*ENUNCIADO ESCRITO A*
Reproduza, sem nenhuma alteração, a parte do texto sobre o cupuaçu que começa nas palavras "Tanto a marca" e termina depois de "e União Européia.".

*TRECHO CITADO*
******
Cupuaçu: gostoso e proibido. Um caso de biopirataria
- um motivo para protesto. Este é o panfleto
distribuído pela ONG Regenwaldinstitut, da
Alemanha, que não pode vender os bombons
da fruta apresentando o nome 'cupuaçu', por
ser uma marca registrada. O fato acabou dando origem
à campanha Limites Éticos Acerca do
Registro de Marcas e Patentes de Recursos Biológicos
e Conhecimentos Tradicionais da Amazônia,
organizada inicialmente pela Amazonlink, mas passada
ao Grupo de Trabalho Amazônico durante a Festa
do Cupuaçu, realizada em abril deste ano,
em Presidente Figueiredo (AM). Neste encontro, que
contou também com a participação
do Greenpeace Brasil, surgiu a idéia de se
fazer a faixa que está no Congresso Nacional.
O maior feito da articulação foi ter
conseguido, em pouco mais de dez dias, junto com
o Instituto Brasileiro de Lei de Comércio
Internacional (Ciited), entrar com um processo de
contestação da marca 'cupuaçu'
no Japão, um dia antes que se encerrasse
o prazo.
Tanto a marca quanto a patente relativa à
produção e uso da gordura da semente
estão registradas pela empresa Asahi Foods
Co., Ltd no Japão e União Européia.
******
*ENUNCIADO ESCRITO B*
Reescreva as linhas de dados desde a que contém "Kindly outline every instance of the blue" até a última delas, substituindo "odd number" por "even number" e mantendo todo o resto como está.
******
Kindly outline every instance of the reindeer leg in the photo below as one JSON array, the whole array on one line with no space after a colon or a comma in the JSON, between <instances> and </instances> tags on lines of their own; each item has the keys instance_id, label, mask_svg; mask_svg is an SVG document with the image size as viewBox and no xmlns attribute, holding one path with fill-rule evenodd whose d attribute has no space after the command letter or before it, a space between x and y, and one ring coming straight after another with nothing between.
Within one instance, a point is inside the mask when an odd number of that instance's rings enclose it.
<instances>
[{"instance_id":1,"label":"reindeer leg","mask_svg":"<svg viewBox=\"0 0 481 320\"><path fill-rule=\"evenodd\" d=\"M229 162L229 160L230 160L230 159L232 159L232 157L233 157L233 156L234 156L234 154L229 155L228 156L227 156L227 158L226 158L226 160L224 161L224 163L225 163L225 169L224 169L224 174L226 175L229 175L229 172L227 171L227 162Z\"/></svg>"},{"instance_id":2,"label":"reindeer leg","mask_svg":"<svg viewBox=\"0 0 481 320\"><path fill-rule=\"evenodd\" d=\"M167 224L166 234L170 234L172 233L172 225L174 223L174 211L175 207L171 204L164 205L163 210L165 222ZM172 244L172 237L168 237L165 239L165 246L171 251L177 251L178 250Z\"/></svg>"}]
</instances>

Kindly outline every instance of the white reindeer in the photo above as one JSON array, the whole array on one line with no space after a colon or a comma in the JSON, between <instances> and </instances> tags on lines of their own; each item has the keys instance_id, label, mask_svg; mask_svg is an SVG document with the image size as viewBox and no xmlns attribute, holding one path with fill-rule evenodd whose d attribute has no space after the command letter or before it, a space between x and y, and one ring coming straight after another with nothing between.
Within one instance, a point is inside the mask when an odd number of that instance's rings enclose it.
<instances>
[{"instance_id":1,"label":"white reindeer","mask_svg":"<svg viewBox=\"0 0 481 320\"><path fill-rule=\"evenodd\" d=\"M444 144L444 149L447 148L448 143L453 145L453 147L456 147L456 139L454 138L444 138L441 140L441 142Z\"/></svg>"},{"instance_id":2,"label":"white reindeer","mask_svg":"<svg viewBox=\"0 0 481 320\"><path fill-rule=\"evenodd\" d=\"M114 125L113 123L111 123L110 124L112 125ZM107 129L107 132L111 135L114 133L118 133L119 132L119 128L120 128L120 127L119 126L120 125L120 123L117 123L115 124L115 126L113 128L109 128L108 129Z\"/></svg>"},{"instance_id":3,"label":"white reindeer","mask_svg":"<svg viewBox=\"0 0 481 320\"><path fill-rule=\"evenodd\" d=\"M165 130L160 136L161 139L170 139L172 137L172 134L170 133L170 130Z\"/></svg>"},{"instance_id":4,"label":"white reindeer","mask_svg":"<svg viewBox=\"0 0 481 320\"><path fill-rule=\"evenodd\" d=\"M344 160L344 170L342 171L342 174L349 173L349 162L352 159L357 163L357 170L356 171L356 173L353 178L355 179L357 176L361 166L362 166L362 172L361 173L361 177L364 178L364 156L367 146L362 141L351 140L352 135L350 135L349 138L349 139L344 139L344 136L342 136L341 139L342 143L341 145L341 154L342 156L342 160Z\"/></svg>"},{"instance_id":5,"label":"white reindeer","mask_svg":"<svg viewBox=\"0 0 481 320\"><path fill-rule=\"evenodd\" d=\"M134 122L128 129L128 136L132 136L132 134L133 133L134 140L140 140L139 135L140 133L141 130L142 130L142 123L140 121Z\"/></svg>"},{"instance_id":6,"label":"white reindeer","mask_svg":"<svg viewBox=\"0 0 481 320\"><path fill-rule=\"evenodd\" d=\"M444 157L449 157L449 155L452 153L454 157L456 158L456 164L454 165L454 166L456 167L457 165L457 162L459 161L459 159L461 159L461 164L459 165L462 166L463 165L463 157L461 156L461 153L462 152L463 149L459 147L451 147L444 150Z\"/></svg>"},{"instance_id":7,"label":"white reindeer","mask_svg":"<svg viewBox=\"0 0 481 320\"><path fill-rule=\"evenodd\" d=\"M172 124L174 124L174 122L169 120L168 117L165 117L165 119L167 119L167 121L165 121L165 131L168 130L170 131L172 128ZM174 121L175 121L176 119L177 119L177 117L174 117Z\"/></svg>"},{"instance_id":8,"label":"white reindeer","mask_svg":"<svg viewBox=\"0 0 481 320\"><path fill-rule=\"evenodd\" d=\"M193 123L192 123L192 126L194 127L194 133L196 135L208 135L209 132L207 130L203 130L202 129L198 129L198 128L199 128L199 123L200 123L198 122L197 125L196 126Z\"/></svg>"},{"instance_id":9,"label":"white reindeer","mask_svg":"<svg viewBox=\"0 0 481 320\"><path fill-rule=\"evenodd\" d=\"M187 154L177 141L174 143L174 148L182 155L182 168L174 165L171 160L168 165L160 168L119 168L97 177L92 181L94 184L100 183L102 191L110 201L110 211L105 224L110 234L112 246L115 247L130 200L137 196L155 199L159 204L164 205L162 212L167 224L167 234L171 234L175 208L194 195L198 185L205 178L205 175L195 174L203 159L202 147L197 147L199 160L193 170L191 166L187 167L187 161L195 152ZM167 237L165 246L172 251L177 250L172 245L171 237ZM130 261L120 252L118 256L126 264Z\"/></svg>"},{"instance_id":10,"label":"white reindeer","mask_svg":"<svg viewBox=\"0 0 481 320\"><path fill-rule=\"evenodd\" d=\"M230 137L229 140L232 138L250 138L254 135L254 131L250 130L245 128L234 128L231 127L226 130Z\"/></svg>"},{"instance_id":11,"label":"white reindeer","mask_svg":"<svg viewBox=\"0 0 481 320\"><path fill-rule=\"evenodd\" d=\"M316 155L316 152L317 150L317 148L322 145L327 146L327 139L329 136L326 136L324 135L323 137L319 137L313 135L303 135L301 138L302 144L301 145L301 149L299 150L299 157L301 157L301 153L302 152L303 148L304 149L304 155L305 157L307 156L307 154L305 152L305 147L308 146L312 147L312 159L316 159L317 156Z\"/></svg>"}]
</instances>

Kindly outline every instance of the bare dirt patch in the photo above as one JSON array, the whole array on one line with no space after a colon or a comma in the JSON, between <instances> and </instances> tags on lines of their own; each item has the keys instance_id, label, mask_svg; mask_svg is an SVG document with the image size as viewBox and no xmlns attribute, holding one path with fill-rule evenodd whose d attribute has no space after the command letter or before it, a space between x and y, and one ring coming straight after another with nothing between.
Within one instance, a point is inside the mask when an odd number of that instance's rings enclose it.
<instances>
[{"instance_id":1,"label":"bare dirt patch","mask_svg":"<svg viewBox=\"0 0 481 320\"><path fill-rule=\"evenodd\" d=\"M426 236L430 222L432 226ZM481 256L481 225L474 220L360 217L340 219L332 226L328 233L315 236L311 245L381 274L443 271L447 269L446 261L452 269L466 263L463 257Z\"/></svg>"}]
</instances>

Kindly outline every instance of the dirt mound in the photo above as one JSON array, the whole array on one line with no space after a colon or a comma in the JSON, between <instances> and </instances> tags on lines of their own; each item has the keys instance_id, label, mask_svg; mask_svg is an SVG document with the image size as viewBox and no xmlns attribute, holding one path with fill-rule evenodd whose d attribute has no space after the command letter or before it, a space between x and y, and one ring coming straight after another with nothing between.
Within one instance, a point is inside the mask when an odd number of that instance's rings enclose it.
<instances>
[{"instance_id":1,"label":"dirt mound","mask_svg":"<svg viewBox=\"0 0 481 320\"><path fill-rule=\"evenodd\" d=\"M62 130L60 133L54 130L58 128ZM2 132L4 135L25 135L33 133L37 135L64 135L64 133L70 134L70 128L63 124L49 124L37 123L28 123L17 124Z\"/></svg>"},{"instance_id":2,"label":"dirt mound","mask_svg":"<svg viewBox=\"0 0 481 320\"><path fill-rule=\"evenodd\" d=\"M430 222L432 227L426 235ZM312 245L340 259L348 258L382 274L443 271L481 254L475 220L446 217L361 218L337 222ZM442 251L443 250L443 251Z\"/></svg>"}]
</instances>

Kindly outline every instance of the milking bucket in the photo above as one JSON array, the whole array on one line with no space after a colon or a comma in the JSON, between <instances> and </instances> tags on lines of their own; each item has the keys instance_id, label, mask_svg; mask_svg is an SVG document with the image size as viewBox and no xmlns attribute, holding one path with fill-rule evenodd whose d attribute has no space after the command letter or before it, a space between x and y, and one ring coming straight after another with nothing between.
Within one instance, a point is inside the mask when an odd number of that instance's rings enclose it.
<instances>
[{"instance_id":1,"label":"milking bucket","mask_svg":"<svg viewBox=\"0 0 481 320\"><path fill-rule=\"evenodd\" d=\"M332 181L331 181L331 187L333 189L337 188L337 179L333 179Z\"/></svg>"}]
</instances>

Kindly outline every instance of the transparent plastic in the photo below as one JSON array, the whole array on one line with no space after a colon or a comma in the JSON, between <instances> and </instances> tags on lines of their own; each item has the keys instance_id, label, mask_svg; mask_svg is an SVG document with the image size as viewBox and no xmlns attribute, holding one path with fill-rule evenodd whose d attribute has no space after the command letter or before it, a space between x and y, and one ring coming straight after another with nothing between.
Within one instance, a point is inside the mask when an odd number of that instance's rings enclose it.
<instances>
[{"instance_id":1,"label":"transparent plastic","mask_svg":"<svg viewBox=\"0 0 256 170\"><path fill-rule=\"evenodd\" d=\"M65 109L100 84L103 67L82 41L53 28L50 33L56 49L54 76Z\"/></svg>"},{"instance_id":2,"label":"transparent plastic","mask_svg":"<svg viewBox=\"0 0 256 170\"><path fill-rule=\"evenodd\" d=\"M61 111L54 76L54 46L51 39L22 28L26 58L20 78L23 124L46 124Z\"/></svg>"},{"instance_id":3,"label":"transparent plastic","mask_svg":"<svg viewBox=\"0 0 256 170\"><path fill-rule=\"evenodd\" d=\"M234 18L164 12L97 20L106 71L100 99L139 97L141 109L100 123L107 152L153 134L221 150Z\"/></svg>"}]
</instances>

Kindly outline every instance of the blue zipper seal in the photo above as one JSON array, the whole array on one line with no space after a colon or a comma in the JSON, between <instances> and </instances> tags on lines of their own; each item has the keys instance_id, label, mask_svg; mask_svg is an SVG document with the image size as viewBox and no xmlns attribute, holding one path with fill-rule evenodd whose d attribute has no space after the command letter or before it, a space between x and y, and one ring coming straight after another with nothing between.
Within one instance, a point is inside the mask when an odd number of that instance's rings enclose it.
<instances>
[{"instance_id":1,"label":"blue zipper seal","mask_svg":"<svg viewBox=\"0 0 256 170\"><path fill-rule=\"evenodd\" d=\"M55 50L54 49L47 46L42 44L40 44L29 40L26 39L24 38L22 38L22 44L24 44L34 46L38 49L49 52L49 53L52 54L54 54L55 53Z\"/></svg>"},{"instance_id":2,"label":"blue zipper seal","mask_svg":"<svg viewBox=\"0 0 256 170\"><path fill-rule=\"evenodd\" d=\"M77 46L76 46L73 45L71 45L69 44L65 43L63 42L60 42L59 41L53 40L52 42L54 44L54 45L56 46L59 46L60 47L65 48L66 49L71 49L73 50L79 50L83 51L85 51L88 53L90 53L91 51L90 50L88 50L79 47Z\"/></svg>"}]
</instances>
******
*RESPOSTA COMPLETA A*
Tanto a marca quanto a patente relativa à
produção e uso da gordura da semente
estão registradas pela empresa Asahi Foods
Co., Ltd no Japão e União Européia.

*RESPOSTA COMPLETA B*
Kindly outline every instance of the blue zipper seal in the photo above as one JSON array, the whole array on one line with no space after a colon or a comma in the JSON, between <instances> and </instances> tags on lines of their own; each item has the keys instance_id, label, mask_svg; mask_svg is an SVG document with the image size as viewBox and no xmlns attribute, holding one path with fill-rule evenodd whose d attribute has no space after the command letter or before it, a space between x and y, and one ring coming straight after another with nothing between.
Within one instance, a point is inside the mask when an even number of that instance's rings enclose it.
<instances>
[{"instance_id":1,"label":"blue zipper seal","mask_svg":"<svg viewBox=\"0 0 256 170\"><path fill-rule=\"evenodd\" d=\"M55 50L54 49L47 46L42 44L40 44L29 40L26 39L24 38L22 38L22 44L24 44L34 46L38 49L49 52L49 53L52 54L54 54L55 53Z\"/></svg>"},{"instance_id":2,"label":"blue zipper seal","mask_svg":"<svg viewBox=\"0 0 256 170\"><path fill-rule=\"evenodd\" d=\"M77 46L76 46L73 45L71 45L69 44L65 43L63 42L60 42L59 41L53 40L52 42L54 44L54 45L56 46L59 46L60 47L65 48L66 49L71 49L73 50L79 50L83 51L85 51L88 53L90 53L91 51L90 50L88 50L79 47Z\"/></svg>"}]
</instances>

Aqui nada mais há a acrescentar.